YOUR GOAL -
Reproduce every entry in the listing without alteration.

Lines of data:

════════════════════

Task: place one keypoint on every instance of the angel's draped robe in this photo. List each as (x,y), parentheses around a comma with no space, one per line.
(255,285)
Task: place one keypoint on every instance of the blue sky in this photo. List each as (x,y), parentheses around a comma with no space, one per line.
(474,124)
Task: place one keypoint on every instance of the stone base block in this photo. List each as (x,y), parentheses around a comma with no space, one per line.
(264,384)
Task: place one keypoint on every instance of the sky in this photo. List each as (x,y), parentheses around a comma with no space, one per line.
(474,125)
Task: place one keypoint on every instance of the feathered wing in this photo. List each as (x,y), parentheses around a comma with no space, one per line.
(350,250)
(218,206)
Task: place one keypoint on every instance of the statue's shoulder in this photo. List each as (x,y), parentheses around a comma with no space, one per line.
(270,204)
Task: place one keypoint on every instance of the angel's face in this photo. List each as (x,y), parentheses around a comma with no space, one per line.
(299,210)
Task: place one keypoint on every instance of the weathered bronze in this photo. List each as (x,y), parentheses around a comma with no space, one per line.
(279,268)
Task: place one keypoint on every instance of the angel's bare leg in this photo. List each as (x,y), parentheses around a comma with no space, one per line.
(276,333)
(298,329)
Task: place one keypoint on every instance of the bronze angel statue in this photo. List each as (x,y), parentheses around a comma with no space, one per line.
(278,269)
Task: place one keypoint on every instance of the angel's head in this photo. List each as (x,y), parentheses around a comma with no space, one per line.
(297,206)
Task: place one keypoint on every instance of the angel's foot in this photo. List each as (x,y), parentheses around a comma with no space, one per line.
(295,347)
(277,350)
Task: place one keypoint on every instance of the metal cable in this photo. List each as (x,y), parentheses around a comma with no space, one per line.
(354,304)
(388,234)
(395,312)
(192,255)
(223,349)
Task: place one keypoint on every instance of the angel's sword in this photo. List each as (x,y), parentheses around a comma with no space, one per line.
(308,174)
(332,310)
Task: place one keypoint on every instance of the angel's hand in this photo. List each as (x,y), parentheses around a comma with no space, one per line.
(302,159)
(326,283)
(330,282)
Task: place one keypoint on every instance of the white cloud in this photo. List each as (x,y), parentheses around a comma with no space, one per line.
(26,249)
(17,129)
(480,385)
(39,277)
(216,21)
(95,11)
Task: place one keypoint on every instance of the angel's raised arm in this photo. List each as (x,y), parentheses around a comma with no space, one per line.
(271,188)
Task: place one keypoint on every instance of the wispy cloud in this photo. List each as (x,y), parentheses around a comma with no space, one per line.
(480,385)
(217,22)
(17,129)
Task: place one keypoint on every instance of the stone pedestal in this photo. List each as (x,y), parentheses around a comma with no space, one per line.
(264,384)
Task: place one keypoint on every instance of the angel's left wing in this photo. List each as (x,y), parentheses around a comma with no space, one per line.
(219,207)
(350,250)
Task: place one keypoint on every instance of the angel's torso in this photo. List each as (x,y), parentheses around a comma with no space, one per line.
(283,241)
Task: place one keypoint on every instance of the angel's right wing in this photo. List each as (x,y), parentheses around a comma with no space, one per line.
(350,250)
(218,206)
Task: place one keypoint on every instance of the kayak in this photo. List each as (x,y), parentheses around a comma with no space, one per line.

════════════════════

IN RESPONSE -
Task: place one keypoint on every instance of the angel's draped robe in this photo. List each as (x,y), parentheses around a comma with no space, one per line.
(255,285)
Task: place one keypoint on every instance of the blue sky in this photo. List each as (x,y), parentheses around a comma with no space, one per line.
(474,124)
Task: place one keypoint on every instance of the stone base block in this photo. List each as (x,y), parentheses around a comma with no space, one per line.
(264,384)
Task: place one keypoint on every instance of the sky in this photo. List each as (x,y), parentheses around a comma with no space, one per line.
(474,125)
Task: place one keypoint on every instance of the feathered wing in this photo. List each as (x,y), parentheses around a comma with no space, one per line.
(350,250)
(218,206)
Task: place one keypoint on every instance of the statue's shoulder in this photo. List each as (x,y), parentheses around a comma with no space, one per line.
(270,204)
Task: place one keypoint on every instance of the angel's face in this photo. List each as (x,y), parentheses around a comma with no space, one per line.
(299,210)
Task: place one keypoint on every instance of the weathered bronze in this photo. List each as (x,y), parentheses around a comma with no space, one per line.
(279,268)
Task: place one keypoint on every instance of the angel's bare leg in this photo. List each as (x,y), parentheses around a comma with no space, one per line.
(276,333)
(298,329)
Task: place one keypoint on every instance of the bronze angel statue in this photo. List each as (x,y), parentheses around a comma with no space, one per line.
(278,269)
Task: place one keypoint on every instance of the angel's head in this photo. List each as (x,y), parentheses around a comma with no space, one per line.
(297,206)
Task: place one keypoint on every instance of the angel's foot in this photo. List each as (x,y), parentheses around a comma with no space, one per line.
(295,347)
(277,350)
Task: place one keypoint on every instance of the metal cable in this photo. List each as (x,y), parentheses around a comma with no space, one per line.
(354,304)
(388,234)
(395,312)
(192,255)
(223,349)
Task: place one keypoint on every instance of the angel's sword in this photo. List each as (x,y), parentheses around a comma with no space, one per line.
(308,174)
(332,310)
Task: place one keypoint on every instance of the angel's hand in this photo. List each as (x,y), parentheses around a comma with no space, one per line.
(302,159)
(326,283)
(330,282)
Task: place one keypoint on every instance of the white cloud in this photo. List each as (x,y), parentheses around a comma with no space, one per line.
(26,249)
(17,129)
(480,385)
(39,277)
(216,21)
(95,11)
Task: place one keypoint on every instance of the angel's raised arm in this photo. List each as (x,y), parentheses around a comma with no space, one per line.
(271,188)
Task: place one keypoint on every instance of the wispy cloud in this photo. List each as (x,y), parentheses around a comma with no space, one per line.
(480,385)
(217,22)
(17,129)
Task: place one keypoint on every instance of the stone pedestal in this photo. List each as (x,y), parentheses around a comma with no space, one per line.
(264,384)
Task: place one keypoint on every instance of the angel's left wing in this photo. List each as (x,y), parentheses around a comma with no space, one per line.
(219,207)
(350,250)
Task: place one keypoint on every instance of the angel's torso in this photo. List each as (x,y), parentheses around a comma with no space, one per line.
(283,241)
Task: place one keypoint on every instance of the angel's right wing in this photo. List each as (x,y), parentheses around a comma with no space, one per line.
(350,250)
(218,206)
Task: place one keypoint on every instance of the kayak in this photo. List each as (x,y), parentheses around a comma with no space, one per line.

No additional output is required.